Sobre el ejercicio:
Prosigue la reseña sobre El Incendio Cerise a partir de su última oración.

Fragmento del texto:
%%

10 de octubre de 2008

¿Fucsia, Rojo o Magenta?



El Incendio Cerise
Antonio Agredano
Plurabelle, Córdoba, 2007, 62 p.

Antonio Agredano nació en 1980. Sus poemas han aparecido en la antología Inéditos (Huerga y Fierro Editores, 2002), de Ignacio Elguero, y en Andalucía poesía joven (Plurabelle, 2004) de Guillermo Ruiz Villagordo. Es miembro del grupo musical Deneuve. Nació en Córdoba. Vive en Córdoba. Y según sus propias palabras, es de barrio.
El Incendio Cerise comienza con una voz dramática que se lamenta al recordar “cuando la ciudad tenía límites precisos”. El resto del texto, ordenado por criterios que traspasan la disposición gráfica pero se ven influidos por ésta, parece describir acumulativamente una ausencia a través del paisaje. Sus sucesivas imágenes exploran los elementos del vacío emocional representados por el entorno físico: el atardecer aburrido desde la terraza de una casa de barrio, la herida luminosa más allá.
Tal como apuntaban las citadas antologías, la poesía parece haberse desplazado hacia ámbitos estética y geográficamente alejados del centro. En este principio de siglo en el que no dominan grupos generacionales ni corrientes estéticas, si no más bien tendencias híbridas procedentes de diversos medios, la única tendencia definitoria parece ser lo extrínseco: Las Afueras, la periferia, el barrio.

%%

Conjunto de datos:
%%

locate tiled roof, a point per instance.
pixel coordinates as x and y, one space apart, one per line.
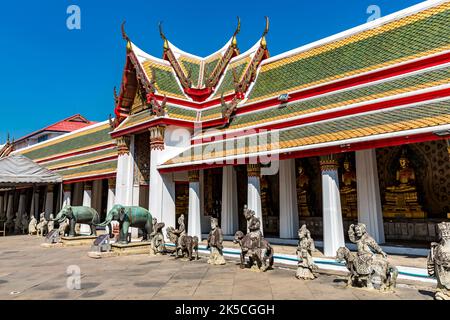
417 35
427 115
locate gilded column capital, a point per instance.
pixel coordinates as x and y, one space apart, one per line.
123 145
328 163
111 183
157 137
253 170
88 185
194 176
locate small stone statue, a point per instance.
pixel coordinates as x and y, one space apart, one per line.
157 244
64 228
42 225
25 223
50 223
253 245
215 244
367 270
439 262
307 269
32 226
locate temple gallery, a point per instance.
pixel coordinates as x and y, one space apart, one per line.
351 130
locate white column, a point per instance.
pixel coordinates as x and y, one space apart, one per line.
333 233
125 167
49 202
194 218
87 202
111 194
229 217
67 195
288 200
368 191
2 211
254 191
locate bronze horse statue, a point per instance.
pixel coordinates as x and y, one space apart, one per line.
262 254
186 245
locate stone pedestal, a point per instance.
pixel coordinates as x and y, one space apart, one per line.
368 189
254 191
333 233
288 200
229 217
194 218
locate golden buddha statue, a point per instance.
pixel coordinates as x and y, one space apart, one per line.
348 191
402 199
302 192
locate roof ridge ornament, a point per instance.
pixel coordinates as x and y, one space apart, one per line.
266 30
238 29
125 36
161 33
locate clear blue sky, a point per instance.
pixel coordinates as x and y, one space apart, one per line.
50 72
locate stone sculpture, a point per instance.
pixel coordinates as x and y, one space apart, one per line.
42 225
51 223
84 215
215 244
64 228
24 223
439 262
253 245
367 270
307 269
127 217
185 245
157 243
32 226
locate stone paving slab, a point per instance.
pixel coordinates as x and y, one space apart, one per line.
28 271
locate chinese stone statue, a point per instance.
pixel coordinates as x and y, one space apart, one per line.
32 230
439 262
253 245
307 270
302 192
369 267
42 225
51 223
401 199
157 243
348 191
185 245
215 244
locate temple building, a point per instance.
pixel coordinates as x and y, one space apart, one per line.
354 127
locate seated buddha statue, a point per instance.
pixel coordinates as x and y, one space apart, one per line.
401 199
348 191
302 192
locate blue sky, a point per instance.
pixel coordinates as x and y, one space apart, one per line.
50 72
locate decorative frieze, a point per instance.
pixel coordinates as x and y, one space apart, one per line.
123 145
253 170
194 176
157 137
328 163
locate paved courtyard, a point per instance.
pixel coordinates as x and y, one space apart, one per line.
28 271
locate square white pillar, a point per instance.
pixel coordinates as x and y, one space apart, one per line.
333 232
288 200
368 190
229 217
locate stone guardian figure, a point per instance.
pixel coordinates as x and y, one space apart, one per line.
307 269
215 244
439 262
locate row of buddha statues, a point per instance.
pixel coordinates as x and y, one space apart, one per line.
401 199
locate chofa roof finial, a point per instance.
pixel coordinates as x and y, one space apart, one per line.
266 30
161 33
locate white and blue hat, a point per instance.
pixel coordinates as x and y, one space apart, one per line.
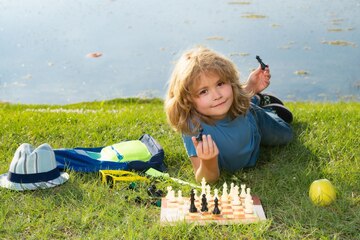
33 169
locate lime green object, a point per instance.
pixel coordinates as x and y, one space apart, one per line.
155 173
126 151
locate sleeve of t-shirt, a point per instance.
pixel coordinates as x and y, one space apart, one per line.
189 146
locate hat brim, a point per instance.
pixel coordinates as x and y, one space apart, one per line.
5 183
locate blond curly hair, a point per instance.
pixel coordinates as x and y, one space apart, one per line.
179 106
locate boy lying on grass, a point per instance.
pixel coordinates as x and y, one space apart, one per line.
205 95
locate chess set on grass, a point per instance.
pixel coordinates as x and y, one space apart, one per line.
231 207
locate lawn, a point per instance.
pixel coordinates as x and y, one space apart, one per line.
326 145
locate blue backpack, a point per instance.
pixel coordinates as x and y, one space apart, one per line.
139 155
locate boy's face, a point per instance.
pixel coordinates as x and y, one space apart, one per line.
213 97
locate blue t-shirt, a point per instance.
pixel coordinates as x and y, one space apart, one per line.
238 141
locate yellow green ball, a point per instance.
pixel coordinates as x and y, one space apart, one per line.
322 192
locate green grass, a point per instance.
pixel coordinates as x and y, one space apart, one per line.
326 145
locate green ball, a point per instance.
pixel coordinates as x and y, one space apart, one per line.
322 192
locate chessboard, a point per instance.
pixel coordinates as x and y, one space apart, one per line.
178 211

%%

Respuesta:
Así, El Incendio Cerise describe un intervalo de tiempo de aquel que observa desde los interiores, el cuarto, hacia el exterior. La identidad de la persona va definiéndose a través de la propia extinción (en el amor, en el tedio) en la intersección de esos dos espacios mutuamente contaminados “un fantasma de sombra descansa en el espacio/ que separa lo visto de lo habitado”.
A través del monólogo dramático, se barajan paralelas visiones de lo interno/externo: la anatomía humana superpuesta al aletargado movimiento de automóviles, excavadoras y tráfico en las calles. A una serie de objetos que finalmente aparentan inmovilidad debido a la continuidad rutinaria de su movimiento, imperceptible como el ruido blanco de un televisor sin señal. Incluso el momento del deseo adolescente en ese cuarto, ese lapso entre dos edades y dos comportamientos (“mi juventud dura sólo un día”), es amortiguado.
Entre los diversos niveles de lectura se deslizan breves fogonazos de distantes imágenes de la infancia (“déjame perturbar una vez más el recreo de tu infancia”) que reflejan el deseo de diluir no sólo el paisaje exterior, sino el propio. También la música, otra disciplina artística que controla su autor, late continuamente (“existe esa música/ es lenta y metálica como una gran rueda dentada”) ya sea como representación del paso del tiempo o como referencia vital.
No existe a lo largo de este texto choque entre una voz lógica y una voz irracional, sino que la expresión es simultáneamente real y soñadora, como ocurre en los segundos que preceden al sueño. Su expresión poética no es lineal, sino un variable y errante fluido de brillantes imágenes que nacen unas de otras, produciendo una estructura de cristalización más que una forma preconcebida. En él cohabitan distintos sentimientos en sucesión, sin antagonismo ni enfrentamiento, fluyendo pasivamente para representar el equilibrio lento de la vida rutinaria.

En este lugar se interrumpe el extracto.